Task objective » Word for word, set down every line of the entries below from the line with "positive clicks: (39, 60)" to the line with "positive clicks: (350, 205)", including both, and no other line.

Data for this exercise »
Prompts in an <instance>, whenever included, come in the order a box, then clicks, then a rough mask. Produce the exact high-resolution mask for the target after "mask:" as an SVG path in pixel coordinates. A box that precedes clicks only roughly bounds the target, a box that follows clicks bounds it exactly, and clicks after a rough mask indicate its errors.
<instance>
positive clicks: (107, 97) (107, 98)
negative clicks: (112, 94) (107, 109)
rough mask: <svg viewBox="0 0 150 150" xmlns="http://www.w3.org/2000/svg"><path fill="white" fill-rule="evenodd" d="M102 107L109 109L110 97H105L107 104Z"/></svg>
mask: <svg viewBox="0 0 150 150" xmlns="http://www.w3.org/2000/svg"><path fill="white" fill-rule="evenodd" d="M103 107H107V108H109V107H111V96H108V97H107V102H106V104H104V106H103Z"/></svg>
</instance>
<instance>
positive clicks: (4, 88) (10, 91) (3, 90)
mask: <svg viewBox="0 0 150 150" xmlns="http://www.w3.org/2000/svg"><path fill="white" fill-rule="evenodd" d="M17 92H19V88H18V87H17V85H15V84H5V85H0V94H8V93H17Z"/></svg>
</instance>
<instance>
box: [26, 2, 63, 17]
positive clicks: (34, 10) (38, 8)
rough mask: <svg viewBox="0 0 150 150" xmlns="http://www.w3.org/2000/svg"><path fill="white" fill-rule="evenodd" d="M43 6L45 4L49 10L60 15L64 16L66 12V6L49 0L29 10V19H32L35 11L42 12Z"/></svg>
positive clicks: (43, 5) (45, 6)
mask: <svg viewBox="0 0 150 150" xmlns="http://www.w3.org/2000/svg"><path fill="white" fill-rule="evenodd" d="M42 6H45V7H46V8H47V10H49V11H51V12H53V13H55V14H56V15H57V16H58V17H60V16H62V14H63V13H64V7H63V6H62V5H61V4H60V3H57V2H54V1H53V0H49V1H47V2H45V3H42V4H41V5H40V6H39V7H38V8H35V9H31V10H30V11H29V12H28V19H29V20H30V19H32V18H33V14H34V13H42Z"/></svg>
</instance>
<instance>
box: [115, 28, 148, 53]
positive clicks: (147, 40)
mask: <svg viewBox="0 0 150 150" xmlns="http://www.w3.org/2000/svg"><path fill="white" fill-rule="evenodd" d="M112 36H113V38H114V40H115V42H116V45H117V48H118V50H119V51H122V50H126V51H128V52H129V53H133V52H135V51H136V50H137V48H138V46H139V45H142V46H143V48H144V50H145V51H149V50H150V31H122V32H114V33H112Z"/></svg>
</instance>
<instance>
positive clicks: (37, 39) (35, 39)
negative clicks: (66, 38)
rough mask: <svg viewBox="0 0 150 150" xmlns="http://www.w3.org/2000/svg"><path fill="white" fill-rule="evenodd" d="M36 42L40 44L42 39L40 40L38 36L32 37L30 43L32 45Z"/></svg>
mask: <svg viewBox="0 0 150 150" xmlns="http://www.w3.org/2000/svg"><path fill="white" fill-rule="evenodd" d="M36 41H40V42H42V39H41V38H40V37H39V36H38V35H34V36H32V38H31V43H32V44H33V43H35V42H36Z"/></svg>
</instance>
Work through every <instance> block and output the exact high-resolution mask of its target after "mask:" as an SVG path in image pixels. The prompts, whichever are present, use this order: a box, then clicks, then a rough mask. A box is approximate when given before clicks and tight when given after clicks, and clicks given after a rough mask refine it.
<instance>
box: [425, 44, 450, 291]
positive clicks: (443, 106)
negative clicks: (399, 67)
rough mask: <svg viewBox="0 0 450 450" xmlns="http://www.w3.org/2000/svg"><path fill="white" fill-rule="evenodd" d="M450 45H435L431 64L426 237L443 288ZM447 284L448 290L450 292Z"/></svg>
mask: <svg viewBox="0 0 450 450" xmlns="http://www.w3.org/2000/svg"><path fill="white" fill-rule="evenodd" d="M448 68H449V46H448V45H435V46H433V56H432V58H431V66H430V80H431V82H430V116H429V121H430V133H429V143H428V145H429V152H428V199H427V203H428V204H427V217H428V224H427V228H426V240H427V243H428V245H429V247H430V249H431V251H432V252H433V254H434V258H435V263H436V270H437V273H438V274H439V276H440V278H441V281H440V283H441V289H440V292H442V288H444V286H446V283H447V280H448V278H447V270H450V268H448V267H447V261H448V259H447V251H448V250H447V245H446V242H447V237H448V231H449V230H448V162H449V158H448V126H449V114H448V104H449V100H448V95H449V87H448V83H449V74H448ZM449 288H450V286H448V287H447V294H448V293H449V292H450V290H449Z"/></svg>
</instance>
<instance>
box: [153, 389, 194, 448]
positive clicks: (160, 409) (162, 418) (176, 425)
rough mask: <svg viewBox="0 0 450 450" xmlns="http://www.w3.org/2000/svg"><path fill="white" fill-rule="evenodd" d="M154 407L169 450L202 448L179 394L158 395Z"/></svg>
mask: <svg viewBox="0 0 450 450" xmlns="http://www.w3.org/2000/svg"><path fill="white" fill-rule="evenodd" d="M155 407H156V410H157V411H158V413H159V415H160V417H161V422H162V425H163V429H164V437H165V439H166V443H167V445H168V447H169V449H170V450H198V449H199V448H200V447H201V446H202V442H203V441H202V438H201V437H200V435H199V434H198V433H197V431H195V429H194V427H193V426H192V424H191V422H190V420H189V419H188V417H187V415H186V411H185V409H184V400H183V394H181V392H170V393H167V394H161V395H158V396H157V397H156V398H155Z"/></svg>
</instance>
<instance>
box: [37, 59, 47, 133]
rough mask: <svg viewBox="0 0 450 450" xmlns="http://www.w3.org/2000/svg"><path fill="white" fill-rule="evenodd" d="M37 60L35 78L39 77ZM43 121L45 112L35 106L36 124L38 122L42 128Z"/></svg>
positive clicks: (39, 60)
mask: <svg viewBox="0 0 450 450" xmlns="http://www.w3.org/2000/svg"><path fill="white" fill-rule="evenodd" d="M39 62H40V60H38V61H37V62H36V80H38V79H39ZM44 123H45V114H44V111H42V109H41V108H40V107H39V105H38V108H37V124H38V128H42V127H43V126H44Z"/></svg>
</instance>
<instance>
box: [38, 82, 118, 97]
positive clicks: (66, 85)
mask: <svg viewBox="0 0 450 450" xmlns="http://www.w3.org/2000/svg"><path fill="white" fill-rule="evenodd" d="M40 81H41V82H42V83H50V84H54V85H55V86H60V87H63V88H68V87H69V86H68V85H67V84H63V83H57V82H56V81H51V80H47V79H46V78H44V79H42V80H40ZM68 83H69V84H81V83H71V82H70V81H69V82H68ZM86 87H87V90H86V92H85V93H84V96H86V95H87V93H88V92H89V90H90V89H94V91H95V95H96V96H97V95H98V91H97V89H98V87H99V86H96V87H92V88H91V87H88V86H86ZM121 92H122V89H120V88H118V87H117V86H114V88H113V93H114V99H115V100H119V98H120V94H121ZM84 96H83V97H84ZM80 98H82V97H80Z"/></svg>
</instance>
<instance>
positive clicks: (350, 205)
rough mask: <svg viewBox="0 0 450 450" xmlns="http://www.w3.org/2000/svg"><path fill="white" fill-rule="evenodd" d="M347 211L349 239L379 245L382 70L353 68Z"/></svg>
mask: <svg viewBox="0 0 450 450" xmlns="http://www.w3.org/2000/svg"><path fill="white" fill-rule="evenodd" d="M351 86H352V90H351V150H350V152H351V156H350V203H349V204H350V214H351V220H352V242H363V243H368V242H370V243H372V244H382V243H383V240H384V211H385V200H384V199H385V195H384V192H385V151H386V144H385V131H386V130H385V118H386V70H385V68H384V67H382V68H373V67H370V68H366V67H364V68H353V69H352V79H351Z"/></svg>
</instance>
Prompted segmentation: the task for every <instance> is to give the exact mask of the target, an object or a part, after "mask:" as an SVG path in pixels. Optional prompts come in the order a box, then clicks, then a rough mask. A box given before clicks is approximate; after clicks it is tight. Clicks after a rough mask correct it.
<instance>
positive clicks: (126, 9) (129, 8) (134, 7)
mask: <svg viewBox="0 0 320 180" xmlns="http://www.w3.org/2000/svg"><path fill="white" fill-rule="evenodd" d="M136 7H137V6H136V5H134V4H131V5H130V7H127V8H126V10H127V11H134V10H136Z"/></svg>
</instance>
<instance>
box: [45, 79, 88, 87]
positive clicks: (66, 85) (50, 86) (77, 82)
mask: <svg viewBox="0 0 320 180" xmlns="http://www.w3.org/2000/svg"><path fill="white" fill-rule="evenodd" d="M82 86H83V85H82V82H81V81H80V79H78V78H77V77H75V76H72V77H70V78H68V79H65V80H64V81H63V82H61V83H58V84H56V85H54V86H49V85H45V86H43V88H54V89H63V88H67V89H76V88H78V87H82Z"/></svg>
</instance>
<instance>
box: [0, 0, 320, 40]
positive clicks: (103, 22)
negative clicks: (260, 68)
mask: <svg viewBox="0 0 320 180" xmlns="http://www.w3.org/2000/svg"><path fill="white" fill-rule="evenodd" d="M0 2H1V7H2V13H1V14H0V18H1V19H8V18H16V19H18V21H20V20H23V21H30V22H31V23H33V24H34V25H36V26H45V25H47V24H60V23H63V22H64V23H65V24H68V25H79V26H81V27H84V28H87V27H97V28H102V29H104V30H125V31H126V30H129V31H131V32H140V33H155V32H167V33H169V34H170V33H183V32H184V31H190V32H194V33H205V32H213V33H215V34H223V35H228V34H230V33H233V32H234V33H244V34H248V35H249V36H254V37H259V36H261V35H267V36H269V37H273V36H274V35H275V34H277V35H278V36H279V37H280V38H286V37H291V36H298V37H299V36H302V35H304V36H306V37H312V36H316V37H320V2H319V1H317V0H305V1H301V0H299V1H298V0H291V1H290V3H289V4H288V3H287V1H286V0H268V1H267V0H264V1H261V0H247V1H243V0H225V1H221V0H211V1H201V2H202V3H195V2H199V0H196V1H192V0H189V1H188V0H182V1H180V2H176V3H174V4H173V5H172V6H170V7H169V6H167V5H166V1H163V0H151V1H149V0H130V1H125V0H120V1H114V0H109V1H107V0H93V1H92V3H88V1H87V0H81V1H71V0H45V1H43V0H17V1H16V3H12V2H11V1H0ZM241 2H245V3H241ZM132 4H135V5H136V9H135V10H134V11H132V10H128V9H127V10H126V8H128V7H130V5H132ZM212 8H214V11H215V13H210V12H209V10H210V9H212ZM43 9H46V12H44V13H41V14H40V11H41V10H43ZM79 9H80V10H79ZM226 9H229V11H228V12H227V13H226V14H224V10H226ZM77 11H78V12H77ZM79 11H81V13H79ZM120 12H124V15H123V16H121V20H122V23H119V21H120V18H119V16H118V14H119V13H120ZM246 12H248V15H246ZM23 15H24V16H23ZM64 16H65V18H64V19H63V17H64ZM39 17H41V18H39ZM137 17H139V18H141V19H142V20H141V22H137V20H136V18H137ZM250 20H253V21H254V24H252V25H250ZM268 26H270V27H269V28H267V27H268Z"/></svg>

Answer to this task »
positive clicks: (39, 60)
mask: <svg viewBox="0 0 450 450" xmlns="http://www.w3.org/2000/svg"><path fill="white" fill-rule="evenodd" d="M39 62H40V60H38V61H37V62H36V80H38V79H39ZM44 123H45V114H44V111H42V109H41V108H40V107H39V105H38V108H37V124H38V128H42V127H43V126H44Z"/></svg>
</instance>
<instance>
box: [38, 82, 118, 97]
positive clicks: (66, 85)
mask: <svg viewBox="0 0 450 450" xmlns="http://www.w3.org/2000/svg"><path fill="white" fill-rule="evenodd" d="M40 81H41V82H42V83H50V84H54V85H55V86H60V87H63V88H68V87H69V86H68V85H67V84H63V83H57V82H56V81H51V80H47V79H46V78H44V79H42V80H40ZM68 83H69V84H81V83H71V82H70V81H69V82H68ZM86 87H87V90H86V92H85V93H84V96H86V95H87V93H88V92H89V90H90V89H94V91H95V95H96V96H97V95H98V91H97V89H98V87H99V86H96V87H92V88H91V87H88V86H86ZM121 92H122V89H120V88H118V87H117V86H114V88H113V93H114V99H115V100H119V98H120V94H121ZM84 96H83V97H84ZM80 98H82V97H80Z"/></svg>
</instance>
<instance>
positive clicks: (350, 205)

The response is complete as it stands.